#### WHAT YOU WILL DO
For this exercise, write out each entry below exactly, omitting the images.

#### LISTED ENTRIES
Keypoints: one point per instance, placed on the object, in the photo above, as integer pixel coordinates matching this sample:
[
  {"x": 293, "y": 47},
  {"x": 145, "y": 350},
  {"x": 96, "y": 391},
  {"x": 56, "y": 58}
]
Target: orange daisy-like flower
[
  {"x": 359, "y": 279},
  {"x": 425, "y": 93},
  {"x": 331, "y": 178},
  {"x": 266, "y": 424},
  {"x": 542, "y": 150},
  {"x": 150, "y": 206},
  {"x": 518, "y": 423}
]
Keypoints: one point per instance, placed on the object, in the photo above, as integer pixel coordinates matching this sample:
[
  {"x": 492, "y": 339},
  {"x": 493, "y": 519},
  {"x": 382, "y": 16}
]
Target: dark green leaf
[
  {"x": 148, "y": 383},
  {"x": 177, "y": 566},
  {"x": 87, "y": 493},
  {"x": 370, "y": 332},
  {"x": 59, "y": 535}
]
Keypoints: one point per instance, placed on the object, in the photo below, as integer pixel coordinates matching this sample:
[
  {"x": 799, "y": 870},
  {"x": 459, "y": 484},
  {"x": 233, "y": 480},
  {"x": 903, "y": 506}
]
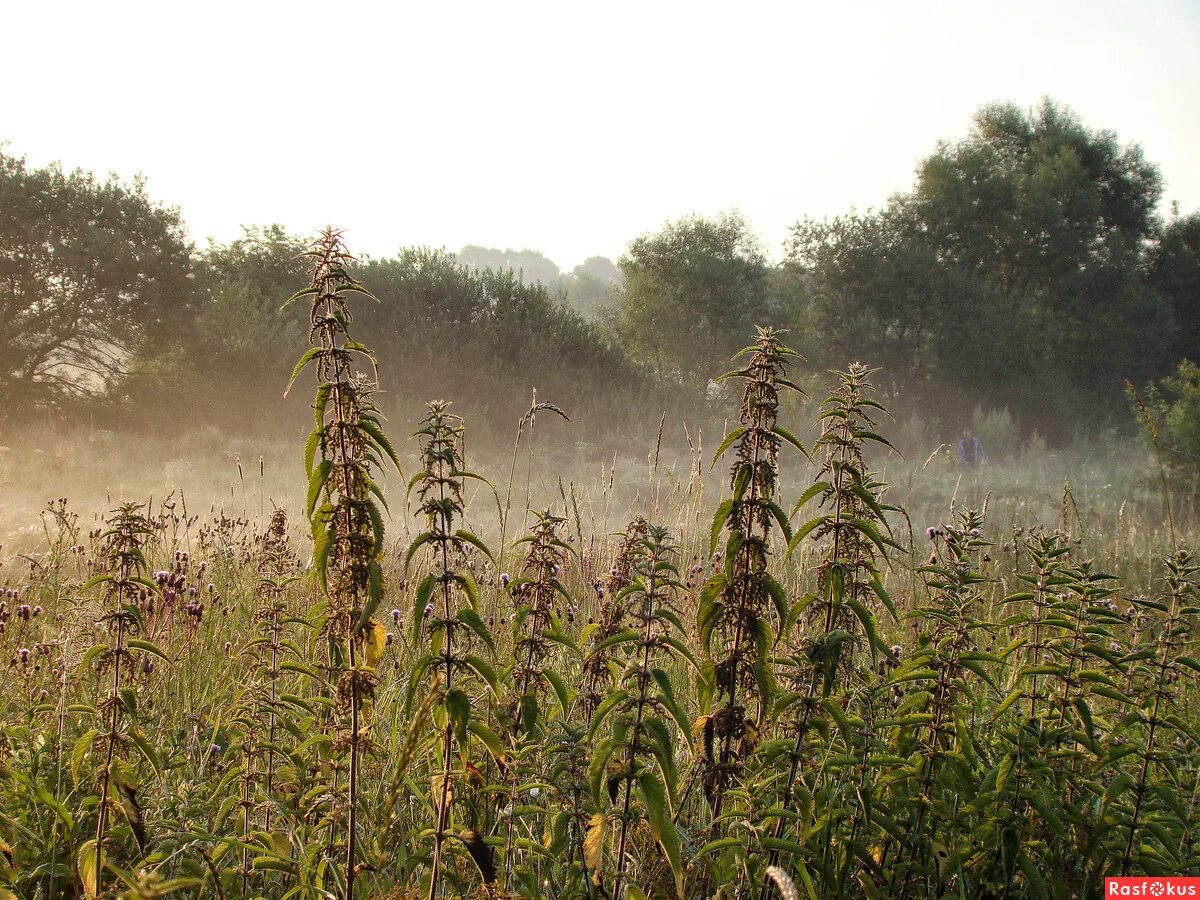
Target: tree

#### OUTPUT BELOW
Keypoints: one point per instance, placed on the object, in the photo above, as integer pixel coordinates matching this sample:
[
  {"x": 293, "y": 47},
  {"x": 145, "y": 350},
  {"x": 96, "y": 391},
  {"x": 56, "y": 58}
]
Target: orange daisy-like flower
[
  {"x": 359, "y": 279},
  {"x": 425, "y": 93},
  {"x": 331, "y": 178},
  {"x": 266, "y": 424},
  {"x": 542, "y": 150},
  {"x": 150, "y": 206},
  {"x": 518, "y": 423}
]
Keypoints: one point per instance, placed on the object, in the photo above, as integer pixel coordinates matching this sample:
[
  {"x": 492, "y": 339},
  {"x": 493, "y": 519},
  {"x": 382, "y": 16}
]
Target: dark green leaf
[
  {"x": 148, "y": 383},
  {"x": 177, "y": 566},
  {"x": 87, "y": 493},
  {"x": 370, "y": 332},
  {"x": 59, "y": 535}
]
Keypoints: one point per instance, placed on the object, in the photo below, as integer pixel coordinates matching this sample:
[
  {"x": 799, "y": 870},
  {"x": 459, "y": 484},
  {"x": 233, "y": 480},
  {"x": 903, "y": 506}
]
Target: tree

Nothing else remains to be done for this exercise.